Exercise description:
Look through the entries below and extract exactly the lines from the one containing "TASK = point to the white dress" through the one containing "TASK = point to the dark", ends included.

*** Provided information ***

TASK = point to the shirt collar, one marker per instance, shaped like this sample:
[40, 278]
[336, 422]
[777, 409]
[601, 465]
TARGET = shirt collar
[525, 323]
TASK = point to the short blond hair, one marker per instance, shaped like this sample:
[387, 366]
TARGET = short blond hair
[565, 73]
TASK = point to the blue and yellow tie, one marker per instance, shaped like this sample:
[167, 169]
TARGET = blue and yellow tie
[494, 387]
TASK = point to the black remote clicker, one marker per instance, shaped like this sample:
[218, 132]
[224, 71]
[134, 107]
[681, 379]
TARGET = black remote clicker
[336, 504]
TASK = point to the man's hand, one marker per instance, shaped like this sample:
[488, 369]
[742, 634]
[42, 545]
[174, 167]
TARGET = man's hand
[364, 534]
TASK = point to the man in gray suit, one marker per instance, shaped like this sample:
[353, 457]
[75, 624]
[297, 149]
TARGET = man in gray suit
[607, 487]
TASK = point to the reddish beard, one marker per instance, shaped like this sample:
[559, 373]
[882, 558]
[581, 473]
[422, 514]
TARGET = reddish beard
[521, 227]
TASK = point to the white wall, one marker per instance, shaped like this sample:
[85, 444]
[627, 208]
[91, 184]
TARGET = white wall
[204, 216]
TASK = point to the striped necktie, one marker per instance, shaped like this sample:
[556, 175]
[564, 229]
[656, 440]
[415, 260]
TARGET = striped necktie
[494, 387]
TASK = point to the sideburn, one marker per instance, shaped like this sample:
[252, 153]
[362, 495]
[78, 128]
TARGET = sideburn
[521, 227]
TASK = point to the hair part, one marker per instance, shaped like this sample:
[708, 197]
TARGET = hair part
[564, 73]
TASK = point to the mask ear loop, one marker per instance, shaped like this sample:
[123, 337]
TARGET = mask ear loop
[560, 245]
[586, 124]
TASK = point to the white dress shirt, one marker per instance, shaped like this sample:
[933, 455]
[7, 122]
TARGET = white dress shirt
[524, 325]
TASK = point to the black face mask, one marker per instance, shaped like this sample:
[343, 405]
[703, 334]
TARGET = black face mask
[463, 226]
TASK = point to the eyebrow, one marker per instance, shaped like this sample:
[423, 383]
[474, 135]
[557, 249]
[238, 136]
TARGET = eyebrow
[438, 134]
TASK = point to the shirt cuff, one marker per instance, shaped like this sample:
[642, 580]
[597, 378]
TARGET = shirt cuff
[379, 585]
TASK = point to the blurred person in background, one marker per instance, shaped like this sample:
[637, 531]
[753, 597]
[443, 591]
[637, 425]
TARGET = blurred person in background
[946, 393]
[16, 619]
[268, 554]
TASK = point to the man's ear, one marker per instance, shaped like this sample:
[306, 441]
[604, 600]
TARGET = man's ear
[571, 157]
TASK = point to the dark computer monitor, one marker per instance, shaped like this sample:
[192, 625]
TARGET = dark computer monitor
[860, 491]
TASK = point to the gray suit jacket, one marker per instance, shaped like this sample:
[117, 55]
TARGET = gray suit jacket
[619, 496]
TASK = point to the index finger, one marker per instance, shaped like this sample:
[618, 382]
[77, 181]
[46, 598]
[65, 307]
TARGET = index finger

*** End of Provided information ***

Solution to this task:
TASK = point to the white dress shirt, one marker per instance, shaped like this sample:
[933, 455]
[7, 122]
TARGET = white dress shirt
[524, 325]
TASK = point to the black face mask, one marker per instance, shaped like this sample:
[343, 405]
[703, 334]
TARGET = black face mask
[463, 226]
TASK = point to the eyebrow, one marker per instance, shaped like this sample:
[423, 383]
[474, 135]
[557, 249]
[238, 136]
TARGET = eyebrow
[438, 134]
TASK = point to the shirt cuff, one marker per instance, shaped like this sample:
[642, 580]
[597, 378]
TARGET = shirt cuff
[379, 585]
TASK = point to the blurred person in background, one marker per instance, shaped like this sample:
[637, 531]
[753, 597]
[443, 591]
[637, 425]
TARGET = blurred person in background
[946, 393]
[16, 619]
[268, 554]
TASK = point to the man's ear, one marker per instance, shaped like this sample:
[306, 441]
[604, 600]
TARGET = man's ear
[571, 157]
TASK = point to the dark computer monitor, one marker per instance, shaped like this sample:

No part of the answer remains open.